Please find each of the lines below that contains the string "brim", and copy those lines.
-------
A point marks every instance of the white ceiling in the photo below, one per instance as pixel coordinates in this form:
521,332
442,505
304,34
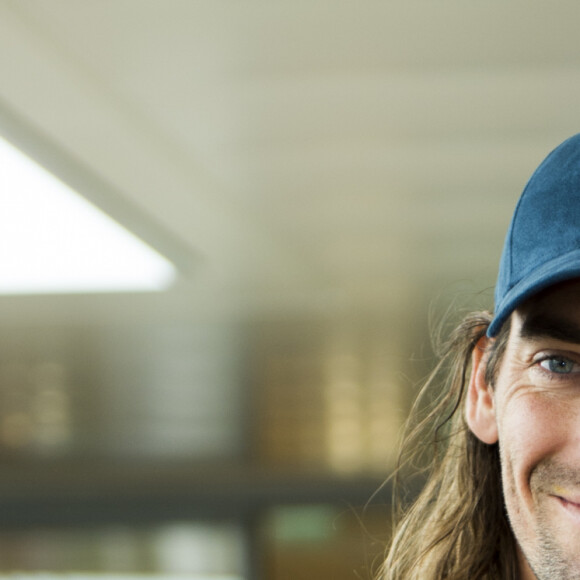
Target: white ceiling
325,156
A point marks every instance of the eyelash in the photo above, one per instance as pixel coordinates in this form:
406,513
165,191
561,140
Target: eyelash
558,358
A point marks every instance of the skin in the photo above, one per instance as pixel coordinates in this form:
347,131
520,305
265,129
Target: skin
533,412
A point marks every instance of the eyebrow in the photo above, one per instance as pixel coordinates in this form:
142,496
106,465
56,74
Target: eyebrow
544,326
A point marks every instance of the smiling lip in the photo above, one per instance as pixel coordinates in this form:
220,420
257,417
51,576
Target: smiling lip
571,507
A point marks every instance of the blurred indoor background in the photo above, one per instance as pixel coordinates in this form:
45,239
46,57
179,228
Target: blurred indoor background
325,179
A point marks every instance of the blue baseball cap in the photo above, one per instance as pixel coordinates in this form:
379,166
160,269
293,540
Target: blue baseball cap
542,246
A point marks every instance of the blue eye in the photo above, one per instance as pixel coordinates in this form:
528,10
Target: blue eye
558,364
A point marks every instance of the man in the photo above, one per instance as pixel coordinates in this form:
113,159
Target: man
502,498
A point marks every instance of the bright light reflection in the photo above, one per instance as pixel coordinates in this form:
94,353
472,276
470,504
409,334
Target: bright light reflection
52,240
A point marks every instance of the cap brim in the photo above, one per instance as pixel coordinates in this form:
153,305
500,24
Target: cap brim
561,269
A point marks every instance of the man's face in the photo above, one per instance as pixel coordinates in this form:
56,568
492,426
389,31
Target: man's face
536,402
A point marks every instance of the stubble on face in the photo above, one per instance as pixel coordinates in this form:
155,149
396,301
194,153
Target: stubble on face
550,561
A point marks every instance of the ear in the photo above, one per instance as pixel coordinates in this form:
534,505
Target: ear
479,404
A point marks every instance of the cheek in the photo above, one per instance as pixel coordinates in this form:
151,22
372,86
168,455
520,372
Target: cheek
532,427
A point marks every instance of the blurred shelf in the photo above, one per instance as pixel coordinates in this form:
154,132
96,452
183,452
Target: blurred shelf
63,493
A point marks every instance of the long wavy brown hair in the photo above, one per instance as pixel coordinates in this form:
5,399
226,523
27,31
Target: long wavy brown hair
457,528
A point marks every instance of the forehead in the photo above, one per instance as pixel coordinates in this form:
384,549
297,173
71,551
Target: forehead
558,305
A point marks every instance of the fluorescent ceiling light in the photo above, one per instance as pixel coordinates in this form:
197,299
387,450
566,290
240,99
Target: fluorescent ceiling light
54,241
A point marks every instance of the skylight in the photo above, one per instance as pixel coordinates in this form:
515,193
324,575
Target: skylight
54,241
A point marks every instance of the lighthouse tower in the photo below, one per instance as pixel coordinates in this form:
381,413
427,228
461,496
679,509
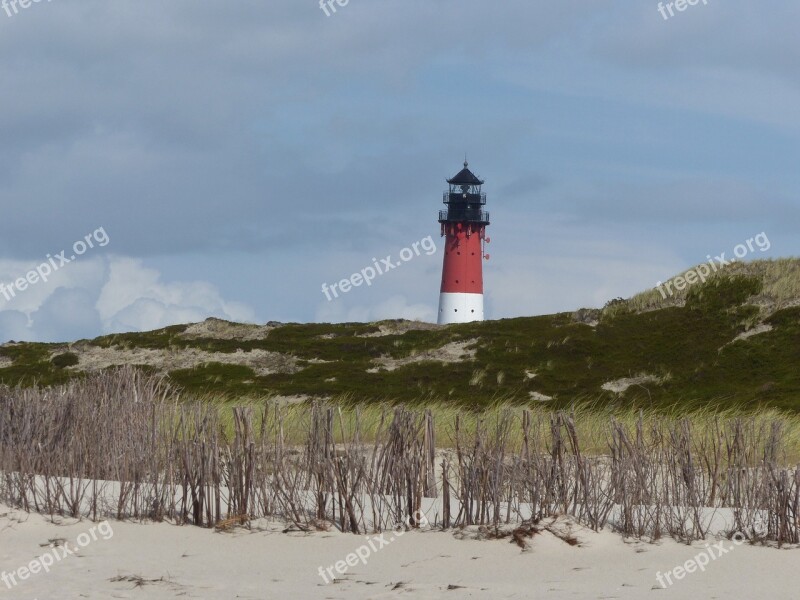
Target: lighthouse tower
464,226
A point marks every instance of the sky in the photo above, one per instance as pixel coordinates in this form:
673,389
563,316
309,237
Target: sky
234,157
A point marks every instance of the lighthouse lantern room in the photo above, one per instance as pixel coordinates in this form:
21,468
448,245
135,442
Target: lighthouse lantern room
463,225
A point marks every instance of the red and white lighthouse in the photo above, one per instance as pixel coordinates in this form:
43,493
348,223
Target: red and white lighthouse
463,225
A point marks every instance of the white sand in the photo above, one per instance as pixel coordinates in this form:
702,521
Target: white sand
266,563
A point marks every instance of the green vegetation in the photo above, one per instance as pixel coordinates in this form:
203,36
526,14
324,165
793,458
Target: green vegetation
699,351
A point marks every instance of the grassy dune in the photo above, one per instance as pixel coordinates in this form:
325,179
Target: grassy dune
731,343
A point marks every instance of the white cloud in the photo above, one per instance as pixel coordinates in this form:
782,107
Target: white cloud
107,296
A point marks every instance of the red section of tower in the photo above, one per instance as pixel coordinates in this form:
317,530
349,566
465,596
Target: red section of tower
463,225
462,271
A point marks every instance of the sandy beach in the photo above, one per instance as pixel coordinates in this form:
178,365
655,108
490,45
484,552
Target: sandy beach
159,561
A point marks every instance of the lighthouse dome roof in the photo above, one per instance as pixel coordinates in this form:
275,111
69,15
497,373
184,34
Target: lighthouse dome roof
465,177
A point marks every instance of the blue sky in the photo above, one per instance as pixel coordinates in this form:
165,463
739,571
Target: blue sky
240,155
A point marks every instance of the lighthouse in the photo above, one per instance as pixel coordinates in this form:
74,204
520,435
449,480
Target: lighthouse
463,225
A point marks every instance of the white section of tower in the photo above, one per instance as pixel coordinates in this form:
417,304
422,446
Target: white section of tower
-------
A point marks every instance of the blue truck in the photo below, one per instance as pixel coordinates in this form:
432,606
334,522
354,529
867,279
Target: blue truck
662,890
-------
#### FINAL RESULT:
A point marks every instance of the cap brim in the photo above, one per instance as pixel coordinates in this form:
Target: cap brim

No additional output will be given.